Entonces, con la conciencia serena, podemos dejar de mirar a la muerte inesperada de un ser querido desde el ombligo de nuestro propio yo para verla desde la perspectiva del alma. Podemos dejar de tener con la muerte una relación tormentosa, de lamentarnos con la vida y de llorar por su injusticia, para comprender que aquélla es siempre significante, don, revelación y profecía, una experiencia que hay que saber interpretar y de la cual hay mucho que aprender.
Al tiempo de escribir estas líneas he recibido nuevamente el renovado dolor de una pérdida, pero me he dado cuenta de que el trabajo realizado no ha sido en vano. Que mi corazón ha reaccionado de otro modo y que, a diferencia de tiempo atrás, mi alma responde en paz al llamado de lo inesperado y espera confiada y que mi conciencia ha aprendido a tener fe en la vida. Que la muerte ha dejado de ser, para mí, un sacrificio inútil, para convertirse en un mensaje, y que la adversidad es un modo que tiene la vida para despertar mi conciencia a sus enseñanzas.
He agregado, en esta edición, un nuevo capítulo que intenta mostrar cómo la muerte inesperada de un ser querido reabre la herida esencial que cada quien trae en esta vida y cómo nos conecta con la dimensión arquetípica y transpersonal del hombre.
Quiero agradecer la generosidad de Claudio María Domínguez al prologar esta nueva edición y la energía que su presencia agrega como valor a este libro, a mis editores, y a mis seres queridos, especialmente a mi madre, que me ha ayudado, a su modo, en estos años, a reencontrar mi camino en la vida.

Entradas de anotación de regiones:

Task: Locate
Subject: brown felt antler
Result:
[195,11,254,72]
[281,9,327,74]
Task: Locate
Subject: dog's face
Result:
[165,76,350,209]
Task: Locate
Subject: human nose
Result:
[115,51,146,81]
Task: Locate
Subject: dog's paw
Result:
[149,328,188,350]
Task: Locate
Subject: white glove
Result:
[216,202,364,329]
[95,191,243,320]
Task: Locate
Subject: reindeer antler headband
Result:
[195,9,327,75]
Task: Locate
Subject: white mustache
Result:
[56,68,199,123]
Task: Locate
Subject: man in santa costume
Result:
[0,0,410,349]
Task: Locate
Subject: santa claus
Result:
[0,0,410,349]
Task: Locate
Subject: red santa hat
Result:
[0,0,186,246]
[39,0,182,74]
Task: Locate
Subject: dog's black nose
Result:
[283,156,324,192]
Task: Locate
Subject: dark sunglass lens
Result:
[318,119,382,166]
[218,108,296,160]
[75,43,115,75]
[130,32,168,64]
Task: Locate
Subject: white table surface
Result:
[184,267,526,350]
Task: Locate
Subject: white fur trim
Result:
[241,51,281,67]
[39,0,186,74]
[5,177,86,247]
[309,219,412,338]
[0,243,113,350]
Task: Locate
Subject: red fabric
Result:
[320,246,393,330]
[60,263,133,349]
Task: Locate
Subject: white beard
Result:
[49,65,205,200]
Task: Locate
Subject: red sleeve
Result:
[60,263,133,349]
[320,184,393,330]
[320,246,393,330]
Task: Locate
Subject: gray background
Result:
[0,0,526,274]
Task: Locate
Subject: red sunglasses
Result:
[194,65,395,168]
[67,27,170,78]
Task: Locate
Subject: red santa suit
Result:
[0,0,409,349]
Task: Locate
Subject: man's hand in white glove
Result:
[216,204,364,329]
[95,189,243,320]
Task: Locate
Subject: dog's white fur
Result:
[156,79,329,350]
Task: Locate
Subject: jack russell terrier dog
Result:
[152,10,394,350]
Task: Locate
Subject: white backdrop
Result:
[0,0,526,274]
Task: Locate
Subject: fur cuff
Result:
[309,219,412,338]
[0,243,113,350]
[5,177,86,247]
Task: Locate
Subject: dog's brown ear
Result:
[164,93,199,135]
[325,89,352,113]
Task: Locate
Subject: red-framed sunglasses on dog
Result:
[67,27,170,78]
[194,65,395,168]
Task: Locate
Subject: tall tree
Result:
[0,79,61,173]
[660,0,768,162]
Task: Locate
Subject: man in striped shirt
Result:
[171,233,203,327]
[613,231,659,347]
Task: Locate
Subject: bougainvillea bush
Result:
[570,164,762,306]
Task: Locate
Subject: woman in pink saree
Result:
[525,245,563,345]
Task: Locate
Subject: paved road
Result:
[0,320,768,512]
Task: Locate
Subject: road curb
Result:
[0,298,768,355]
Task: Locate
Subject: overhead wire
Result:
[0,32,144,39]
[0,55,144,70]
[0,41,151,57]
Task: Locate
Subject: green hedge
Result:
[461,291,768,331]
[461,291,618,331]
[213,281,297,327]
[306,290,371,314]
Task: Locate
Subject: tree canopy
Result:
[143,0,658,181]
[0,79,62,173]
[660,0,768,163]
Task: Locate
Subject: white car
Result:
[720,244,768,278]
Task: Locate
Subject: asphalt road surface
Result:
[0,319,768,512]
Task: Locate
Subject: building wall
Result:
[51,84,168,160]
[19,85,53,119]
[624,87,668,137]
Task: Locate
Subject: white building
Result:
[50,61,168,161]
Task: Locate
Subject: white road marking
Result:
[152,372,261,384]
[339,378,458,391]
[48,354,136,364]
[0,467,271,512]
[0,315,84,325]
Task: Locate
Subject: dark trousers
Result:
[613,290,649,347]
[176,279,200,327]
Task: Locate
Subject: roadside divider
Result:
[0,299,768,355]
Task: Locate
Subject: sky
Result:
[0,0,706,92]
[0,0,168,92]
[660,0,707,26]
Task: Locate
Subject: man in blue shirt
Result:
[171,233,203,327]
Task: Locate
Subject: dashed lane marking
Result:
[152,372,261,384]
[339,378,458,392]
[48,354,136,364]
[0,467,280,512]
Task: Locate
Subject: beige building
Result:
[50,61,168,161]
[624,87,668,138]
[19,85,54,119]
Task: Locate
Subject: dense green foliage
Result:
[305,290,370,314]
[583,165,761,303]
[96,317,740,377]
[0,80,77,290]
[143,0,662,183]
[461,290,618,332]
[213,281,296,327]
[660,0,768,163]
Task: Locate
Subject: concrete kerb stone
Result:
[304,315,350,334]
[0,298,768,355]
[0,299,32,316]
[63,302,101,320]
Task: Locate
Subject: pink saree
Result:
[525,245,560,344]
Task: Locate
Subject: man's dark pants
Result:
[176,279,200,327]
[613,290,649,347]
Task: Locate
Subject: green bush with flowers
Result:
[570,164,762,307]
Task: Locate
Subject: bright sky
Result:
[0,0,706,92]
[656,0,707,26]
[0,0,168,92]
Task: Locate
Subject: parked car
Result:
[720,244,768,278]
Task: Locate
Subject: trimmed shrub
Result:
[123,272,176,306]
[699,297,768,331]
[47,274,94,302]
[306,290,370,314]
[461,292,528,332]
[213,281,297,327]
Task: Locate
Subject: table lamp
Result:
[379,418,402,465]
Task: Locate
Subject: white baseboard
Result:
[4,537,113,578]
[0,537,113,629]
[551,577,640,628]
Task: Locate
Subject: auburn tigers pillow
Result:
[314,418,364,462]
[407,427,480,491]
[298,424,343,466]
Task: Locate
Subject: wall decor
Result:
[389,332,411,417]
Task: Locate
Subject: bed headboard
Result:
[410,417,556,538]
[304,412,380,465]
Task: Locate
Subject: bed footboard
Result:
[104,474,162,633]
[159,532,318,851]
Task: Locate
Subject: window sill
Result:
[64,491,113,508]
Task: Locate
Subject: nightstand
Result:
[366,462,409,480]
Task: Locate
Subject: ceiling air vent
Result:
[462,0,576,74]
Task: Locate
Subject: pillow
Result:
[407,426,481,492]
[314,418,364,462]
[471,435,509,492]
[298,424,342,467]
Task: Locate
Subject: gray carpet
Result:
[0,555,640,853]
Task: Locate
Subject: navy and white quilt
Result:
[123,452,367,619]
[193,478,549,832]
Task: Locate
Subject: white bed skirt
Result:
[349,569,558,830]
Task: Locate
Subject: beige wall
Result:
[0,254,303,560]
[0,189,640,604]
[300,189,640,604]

Tarea asignada:
Reproduzca fielmente el pasaje del texto sobre la muerte inesperada de un ser querido que se inicia con las palabras "He agregado, en" y concluye con "transpersonal del hombre.". Las entradas proceden de una fuente distinta.

Respuesta completa:
He agregado, en esta edición, un nuevo capítulo que intenta mostrar cómo la muerte inesperada de un ser querido reabre la herida esencial que cada quien trae en esta vida y cómo nos conecta con la dimensión arquetípica y transpersonal del hombre.